***** VOCI ESTRATTE

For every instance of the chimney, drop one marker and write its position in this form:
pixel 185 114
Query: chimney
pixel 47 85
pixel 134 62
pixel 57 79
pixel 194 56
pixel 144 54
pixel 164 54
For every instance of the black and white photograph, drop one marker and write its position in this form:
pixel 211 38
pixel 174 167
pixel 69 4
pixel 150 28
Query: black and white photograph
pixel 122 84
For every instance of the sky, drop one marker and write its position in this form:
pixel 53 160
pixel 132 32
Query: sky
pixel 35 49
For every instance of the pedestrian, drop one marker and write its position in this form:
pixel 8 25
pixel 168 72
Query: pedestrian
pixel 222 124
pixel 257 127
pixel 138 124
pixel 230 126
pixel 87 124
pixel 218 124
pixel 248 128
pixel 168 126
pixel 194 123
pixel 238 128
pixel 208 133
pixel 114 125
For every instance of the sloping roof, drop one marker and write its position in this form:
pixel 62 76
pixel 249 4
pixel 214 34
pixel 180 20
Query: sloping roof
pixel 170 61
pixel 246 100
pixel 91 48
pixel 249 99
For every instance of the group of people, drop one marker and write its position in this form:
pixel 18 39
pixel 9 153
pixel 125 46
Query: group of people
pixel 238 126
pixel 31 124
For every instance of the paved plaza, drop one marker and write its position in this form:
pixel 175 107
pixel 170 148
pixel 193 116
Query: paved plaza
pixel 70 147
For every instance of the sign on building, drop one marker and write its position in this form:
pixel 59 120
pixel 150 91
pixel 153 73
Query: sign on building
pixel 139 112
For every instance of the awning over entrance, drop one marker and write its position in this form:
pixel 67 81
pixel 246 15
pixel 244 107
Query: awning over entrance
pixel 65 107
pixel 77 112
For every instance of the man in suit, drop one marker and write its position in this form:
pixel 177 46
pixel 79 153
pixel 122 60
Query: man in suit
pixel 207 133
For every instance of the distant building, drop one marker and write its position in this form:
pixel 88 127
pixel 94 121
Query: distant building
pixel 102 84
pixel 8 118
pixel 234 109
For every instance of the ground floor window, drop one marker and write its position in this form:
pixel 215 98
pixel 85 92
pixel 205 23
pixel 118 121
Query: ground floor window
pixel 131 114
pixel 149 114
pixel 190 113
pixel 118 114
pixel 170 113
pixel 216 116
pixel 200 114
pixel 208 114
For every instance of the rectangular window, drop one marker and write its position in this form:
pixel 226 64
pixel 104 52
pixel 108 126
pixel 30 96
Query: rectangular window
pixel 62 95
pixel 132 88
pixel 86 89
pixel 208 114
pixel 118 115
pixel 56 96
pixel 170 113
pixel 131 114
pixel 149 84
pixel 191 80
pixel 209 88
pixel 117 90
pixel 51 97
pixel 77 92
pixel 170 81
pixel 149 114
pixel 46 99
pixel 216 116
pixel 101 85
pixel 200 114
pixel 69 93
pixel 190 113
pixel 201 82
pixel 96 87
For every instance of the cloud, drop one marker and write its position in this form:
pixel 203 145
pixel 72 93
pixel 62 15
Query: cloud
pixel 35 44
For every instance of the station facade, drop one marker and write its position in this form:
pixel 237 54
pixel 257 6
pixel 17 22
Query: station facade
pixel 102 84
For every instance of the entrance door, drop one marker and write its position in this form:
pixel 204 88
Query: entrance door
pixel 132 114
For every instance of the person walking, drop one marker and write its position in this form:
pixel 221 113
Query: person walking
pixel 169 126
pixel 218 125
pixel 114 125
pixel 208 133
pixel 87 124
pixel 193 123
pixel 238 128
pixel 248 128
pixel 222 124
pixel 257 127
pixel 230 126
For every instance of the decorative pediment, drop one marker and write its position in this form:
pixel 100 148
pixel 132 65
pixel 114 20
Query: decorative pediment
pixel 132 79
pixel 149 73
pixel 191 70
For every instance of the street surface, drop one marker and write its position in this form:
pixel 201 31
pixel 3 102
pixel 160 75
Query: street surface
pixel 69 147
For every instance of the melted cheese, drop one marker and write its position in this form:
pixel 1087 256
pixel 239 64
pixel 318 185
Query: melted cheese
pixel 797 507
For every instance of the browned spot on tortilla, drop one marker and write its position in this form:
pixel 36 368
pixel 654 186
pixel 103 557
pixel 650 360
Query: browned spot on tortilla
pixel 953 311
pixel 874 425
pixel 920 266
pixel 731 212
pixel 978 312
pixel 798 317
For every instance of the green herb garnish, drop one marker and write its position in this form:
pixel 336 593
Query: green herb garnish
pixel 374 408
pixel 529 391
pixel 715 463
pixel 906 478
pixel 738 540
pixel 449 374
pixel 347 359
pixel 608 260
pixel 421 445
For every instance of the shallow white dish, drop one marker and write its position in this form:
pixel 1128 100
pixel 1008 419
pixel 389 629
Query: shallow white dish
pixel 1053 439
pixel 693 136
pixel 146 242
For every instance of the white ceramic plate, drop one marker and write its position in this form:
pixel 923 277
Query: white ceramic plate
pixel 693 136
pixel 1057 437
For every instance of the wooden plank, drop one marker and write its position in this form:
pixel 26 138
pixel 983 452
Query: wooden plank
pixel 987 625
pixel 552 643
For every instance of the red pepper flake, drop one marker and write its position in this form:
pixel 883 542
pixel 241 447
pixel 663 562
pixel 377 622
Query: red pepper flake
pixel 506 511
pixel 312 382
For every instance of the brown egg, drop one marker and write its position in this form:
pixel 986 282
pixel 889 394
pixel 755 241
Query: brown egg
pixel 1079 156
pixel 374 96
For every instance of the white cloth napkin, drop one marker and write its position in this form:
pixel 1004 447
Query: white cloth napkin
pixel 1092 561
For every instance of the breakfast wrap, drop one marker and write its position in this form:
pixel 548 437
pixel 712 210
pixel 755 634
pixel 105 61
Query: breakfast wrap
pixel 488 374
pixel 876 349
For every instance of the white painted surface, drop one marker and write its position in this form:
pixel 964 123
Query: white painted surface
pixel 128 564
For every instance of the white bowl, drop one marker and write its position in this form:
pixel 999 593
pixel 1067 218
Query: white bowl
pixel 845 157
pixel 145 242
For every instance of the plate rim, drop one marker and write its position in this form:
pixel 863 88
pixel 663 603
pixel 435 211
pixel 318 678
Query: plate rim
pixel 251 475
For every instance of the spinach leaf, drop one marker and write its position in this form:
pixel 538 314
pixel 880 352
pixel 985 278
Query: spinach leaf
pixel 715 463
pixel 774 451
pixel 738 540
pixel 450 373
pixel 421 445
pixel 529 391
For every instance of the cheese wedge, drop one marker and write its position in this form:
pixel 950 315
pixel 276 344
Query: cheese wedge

**********

### PROBLEMA DA RISOLVERE
Riscrivi come tabella Markdown le righe delle voci, partendo da quella che contiene "For every instance of the white bowl, drop" e arrivando fino all'ultima delle voci, entrambe incluse. Usa le colonne "Nr" per il numero progressivo della riga e "Testo" per la riga stessa, tralasciando le righe vuote.

### IL RISULTATO
| Nr | Testo |
|---|---|
| 1 | For every instance of the white bowl, drop one marker and write its position in this form: |
| 2 | pixel 999 593 |
| 3 | pixel 1067 218 |
| 4 | Query: white bowl |
| 5 | pixel 845 157 |
| 6 | pixel 145 242 |
| 7 | For every instance of the plate rim, drop one marker and write its position in this form: |
| 8 | pixel 863 88 |
| 9 | pixel 663 603 |
| 10 | pixel 435 211 |
| 11 | pixel 318 678 |
| 12 | Query: plate rim |
| 13 | pixel 251 475 |
| 14 | For every instance of the spinach leaf, drop one marker and write its position in this form: |
| 15 | pixel 538 314 |
| 16 | pixel 880 352 |
| 17 | pixel 985 278 |
| 18 | Query: spinach leaf |
| 19 | pixel 715 463 |
| 20 | pixel 774 451 |
| 21 | pixel 738 540 |
| 22 | pixel 450 373 |
| 23 | pixel 421 445 |
| 24 | pixel 529 391 |
| 25 | For every instance of the cheese wedge, drop one marker and write its position in this form: |
| 26 | pixel 950 315 |
| 27 | pixel 276 344 |
| 28 | Query: cheese wedge |